--- TASK OBJECTIVE ---
Transcribe each record exactly. Omit the pictures.
____ DATASET EXCERPTS
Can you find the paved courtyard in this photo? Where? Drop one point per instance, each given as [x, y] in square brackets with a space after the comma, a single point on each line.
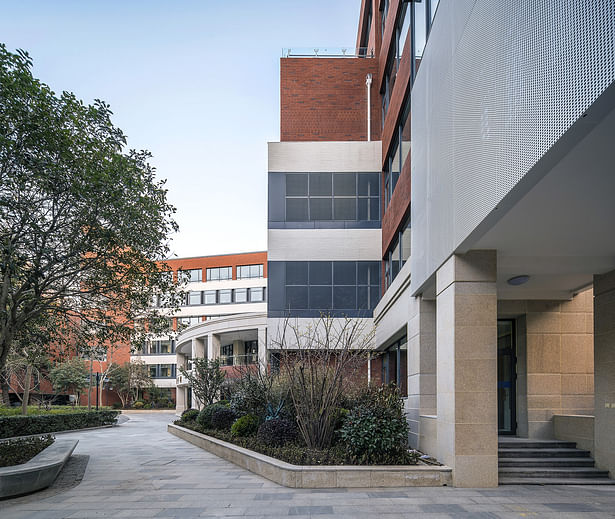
[138, 470]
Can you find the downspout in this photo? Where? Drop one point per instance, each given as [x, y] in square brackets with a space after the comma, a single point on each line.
[368, 84]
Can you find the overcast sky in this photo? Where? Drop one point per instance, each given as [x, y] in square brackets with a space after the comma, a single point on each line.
[194, 82]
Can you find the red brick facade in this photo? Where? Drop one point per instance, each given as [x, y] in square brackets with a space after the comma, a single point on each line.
[325, 99]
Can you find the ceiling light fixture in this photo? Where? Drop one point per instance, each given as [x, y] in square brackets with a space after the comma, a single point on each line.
[518, 280]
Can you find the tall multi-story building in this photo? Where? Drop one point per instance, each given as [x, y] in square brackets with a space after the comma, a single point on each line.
[489, 125]
[218, 287]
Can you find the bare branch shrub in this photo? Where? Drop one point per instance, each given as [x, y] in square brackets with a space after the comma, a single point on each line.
[321, 362]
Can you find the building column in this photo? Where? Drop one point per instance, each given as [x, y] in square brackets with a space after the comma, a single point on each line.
[421, 366]
[466, 357]
[213, 346]
[604, 371]
[262, 348]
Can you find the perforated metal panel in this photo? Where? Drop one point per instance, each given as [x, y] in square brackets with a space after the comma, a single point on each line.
[499, 84]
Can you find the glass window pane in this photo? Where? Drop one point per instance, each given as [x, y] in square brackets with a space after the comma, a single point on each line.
[296, 298]
[363, 298]
[344, 273]
[374, 297]
[374, 209]
[345, 298]
[345, 184]
[369, 184]
[320, 184]
[320, 298]
[241, 295]
[296, 210]
[320, 209]
[194, 298]
[257, 295]
[296, 184]
[296, 272]
[320, 273]
[363, 209]
[345, 208]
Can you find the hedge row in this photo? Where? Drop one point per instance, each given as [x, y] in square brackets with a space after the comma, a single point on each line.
[40, 424]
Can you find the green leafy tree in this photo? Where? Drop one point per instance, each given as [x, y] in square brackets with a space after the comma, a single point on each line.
[70, 376]
[128, 379]
[83, 222]
[206, 379]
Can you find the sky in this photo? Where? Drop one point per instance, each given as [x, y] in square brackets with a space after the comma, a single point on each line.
[194, 82]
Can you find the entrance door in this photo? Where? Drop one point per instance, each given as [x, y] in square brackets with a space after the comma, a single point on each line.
[507, 376]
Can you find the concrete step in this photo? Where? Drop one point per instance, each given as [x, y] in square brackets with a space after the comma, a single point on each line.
[546, 462]
[553, 472]
[555, 481]
[543, 453]
[535, 444]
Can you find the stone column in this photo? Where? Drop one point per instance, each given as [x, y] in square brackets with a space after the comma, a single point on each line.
[262, 348]
[213, 346]
[421, 365]
[466, 350]
[604, 371]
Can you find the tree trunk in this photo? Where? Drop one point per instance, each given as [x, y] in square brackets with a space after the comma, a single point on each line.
[26, 390]
[4, 387]
[90, 389]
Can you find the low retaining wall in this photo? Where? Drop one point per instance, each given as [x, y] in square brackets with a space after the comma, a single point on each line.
[298, 476]
[38, 473]
[575, 428]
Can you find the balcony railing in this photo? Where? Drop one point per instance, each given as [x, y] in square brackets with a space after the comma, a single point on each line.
[239, 360]
[328, 52]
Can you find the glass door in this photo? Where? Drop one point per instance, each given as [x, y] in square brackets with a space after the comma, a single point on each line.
[507, 376]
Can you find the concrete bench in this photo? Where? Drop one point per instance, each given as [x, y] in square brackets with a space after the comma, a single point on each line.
[38, 473]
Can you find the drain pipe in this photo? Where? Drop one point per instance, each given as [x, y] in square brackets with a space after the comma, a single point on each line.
[368, 84]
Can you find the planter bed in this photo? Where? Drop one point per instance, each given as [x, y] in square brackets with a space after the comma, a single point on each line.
[318, 476]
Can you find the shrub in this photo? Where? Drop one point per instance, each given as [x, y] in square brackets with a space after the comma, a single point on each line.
[376, 429]
[222, 418]
[204, 418]
[247, 425]
[277, 432]
[40, 424]
[190, 415]
[15, 452]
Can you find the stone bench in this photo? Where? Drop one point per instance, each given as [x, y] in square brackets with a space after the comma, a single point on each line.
[38, 473]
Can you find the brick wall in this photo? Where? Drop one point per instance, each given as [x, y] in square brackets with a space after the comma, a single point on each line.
[325, 99]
________
--- YOUR RESPONSE ---
Can you find the paved courtyard in this photo? Where? Drop one point per instance, each given as [x, y] in square brackets with a space after the comma, a single point on each line.
[138, 470]
Can you find the downspout in this photo? Where? Drop one point per instance, each given as [x, y] in square brackets with a space after the comma, a single point on each line.
[368, 84]
Can you find the overcast sky in this photo? Where? Drop one point per instance, each given as [x, y] in square brackets with a space after the comma, a single point on each line.
[194, 82]
Can you find the red brick facade in this photo? Where? Drop one point per instance, each given as [x, y] in square brackets with a space after the comma, a single point on each line.
[325, 99]
Can you find the ceiling light fixture in this photo? Where? Drop one point per instance, each given as [x, y] in square brackets with a space after the comma, a single point on each line.
[518, 280]
Can you find the tall multi-story building in this photo? Where? Drop one point per instance, each given as [x, y] in square brackets with a space after the comma, a single point on each line.
[489, 125]
[218, 287]
Can you find the bare branch shrub in this photo? Where? Drop one point per instance, each given as [x, y] in square brackets with a space after the comma, a single point on each line.
[321, 362]
Can you find the building column in this photo? Where? Drop one point per instance, each given as [x, y] in square brackets with a space after the comma, a single point on each line.
[421, 366]
[466, 357]
[213, 346]
[604, 371]
[262, 348]
Can you find the perforated metal panel in this photo? Where? Drop one point per instance, each given as [x, y] in square brackets with a space after the comma, a single point on each line.
[499, 84]
Can you find the glass window pane in this photo? Where? Drop one point per instance, each given as [x, y] in square brackets with a space after the comma, a single point on each line.
[296, 298]
[363, 298]
[344, 273]
[374, 297]
[374, 209]
[345, 298]
[345, 184]
[369, 184]
[320, 184]
[320, 298]
[241, 295]
[296, 210]
[320, 209]
[194, 298]
[257, 295]
[296, 184]
[296, 272]
[320, 273]
[363, 209]
[345, 208]
Can you find the hedge row in this photo? Where? Drop one point per instance, each given as [x, y] in square brackets with a space after the comma, a single point on each line.
[40, 424]
Can you find the green leafy tree in this photo? Where? Drop one point per instance, each given as [x, y] in square brackets with a space after the comma, a single point on each line.
[70, 376]
[128, 379]
[83, 222]
[206, 379]
Can you find the sky in this photo? Where? Drop one point per instance, each given as [x, y] in square brackets with a space after the comma, a single point on each line.
[194, 82]
Can you find the entrance door in this photo? Where? Drop one point per instance, each given as [x, y] in square brackets with a space after the comma, a single point on each line.
[507, 376]
Can you find the concrete step in this photo? Where? Drop one point per instance, each given as [x, y] in square brackets with a space after the comma, a single point on each line.
[546, 462]
[553, 472]
[555, 481]
[543, 453]
[535, 444]
Can you find the stone column in this photo? Where? Drop one point per instance, each given as [x, y] in square brackets with a space after the comma, a single point on each line.
[262, 348]
[213, 346]
[421, 365]
[466, 350]
[604, 371]
Can you find the tree trunk in this photo? Where? Drop one point per instance, each given as [x, y] in square brackets with a space after the comma, a single point on each line.
[26, 390]
[4, 387]
[90, 389]
Can you find the low retaining wall in this photo? Where? Drop one point per instance, each given as [x, y] in square brackets with a space after the comma, a single point on each line.
[298, 476]
[38, 473]
[575, 428]
Can you find the balcony railing in this photo? Where? Drop one point per instance, each given as [x, y] in square brackets with a space after the comma, a single point on each line.
[239, 360]
[328, 52]
Can you find the glass door in this photo? Where? Drop one point per instance, each given as [x, y] in square brackets with a space after the comma, a single point on each line.
[507, 376]
Can you find the concrete bench in this photo? Where? Drop one point per instance, each given as [x, y] in square brackets with a space after the comma, a single point on each line.
[38, 473]
Can you find the drain pipe in this photo? Where? Drop one point per instance, each given as [x, y] in square brackets with a space after the comma, a single point on each line.
[368, 84]
Can you find the planter bed in this photo? Where? Drop one point per instance, each given as [x, y] in square brackets with a space after the comma, a single point on each line.
[318, 476]
Can you find the shrub in this photo? Where? Drop one point per instance, each given as [x, y] in square brackets with a space after the comma, a single point on each line.
[376, 429]
[222, 418]
[204, 418]
[247, 425]
[277, 432]
[40, 424]
[190, 415]
[15, 452]
Can you find the stone bench in this photo? Where? Drop one point per instance, each given as [x, y] in square brackets with a space after the comma, a single point on each line.
[38, 473]
Can you find the brick wall in this photo? Where? Drop one point per instance, each given as [x, y] in square brackets with a space after the comma, a single point on each line.
[325, 99]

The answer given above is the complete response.